Buchkritik: “Die Herrlichkeit des Lebens” von Michael Kumpfmüller
“Die Herrlichkeit des Lebens” von Michael Kumpfmüller: über die letzte Liebe von Franz Kafka
An der Ostsee begegnen sie sich zum ersten Mal. Sofort sind sie da, die zarten Bande zwischen Dora Diamant und Franz Kafka, zwischen der jungen, unbeschwerten Köchin und dem todkranken, melancholischen Arzt. Auf langen Spaziergängen kommen sie sich näher, schnell wird klar: Sie wollen sich nicht mehr verlieren, zusammenbleiben, auch wenn die Umstände nicht gut sind.
Der Roman „Die Herrlichkeit des Lebens“ von Michael Kumpfmüller erzählt von Franz Kafkas letzter großer Liebe – von der ersten Begegnung bis zum Tod. Es ist ein sehr ruhiger, unaufgeregter und zutiefst trauriger, aber auch sehr schöner Roman.
Nun ist auch der Film zum Buch erschienen.
========
▸ Zu bearbeiten
1) Wo begegnen sich Dora Diamant und Franz Kafka laut der Buchkritik zum ersten Mal?
2) Setze die Buchkritik zu „Die Herrlichkeit des Lebens“ bitte im Anschluss an ihren letzten Satz fort.
Die Datensätze haben mit der Buchkritik nichts zu tun.
========
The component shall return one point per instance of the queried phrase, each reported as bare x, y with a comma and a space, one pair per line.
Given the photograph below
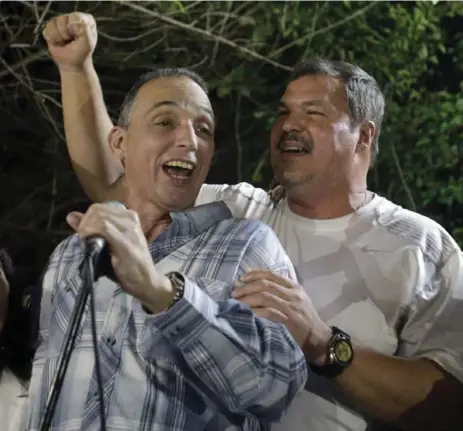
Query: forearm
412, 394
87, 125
========
▸ Schriftliche Antworten
1) An der Ostsee.

2)
Liebe zu Dora Diamant
Wie war der Mensch Franz Kafka? Was in dem Buch wirklich wahr und was Fiktion ist, ist nicht ganz klar. Michael Kumpfmüller erklärt im Nachwort, dass die Gestapo 1935 alle Briefe von Dora Diamant und Franz Kafka beschlagnahmte. So bleiben nur Vermutungen, was darin gestanden haben könnte. Bei seinen Recherchen wurde der Autor jedoch von zahlreichen Literaturwissenschaftlern und Historikern unterstützt.
Das Ergebnis: eine Skizze der Liebesgeschichte von Dora und Franz Anfang der 1920er Jahre – zwischen Ostsee, Prag, Berlin und Wien. Die Erzählung ist keineswegs oberflächlich, sondern berührt und lässt mich immer wieder mit dem Paar mitfühlen.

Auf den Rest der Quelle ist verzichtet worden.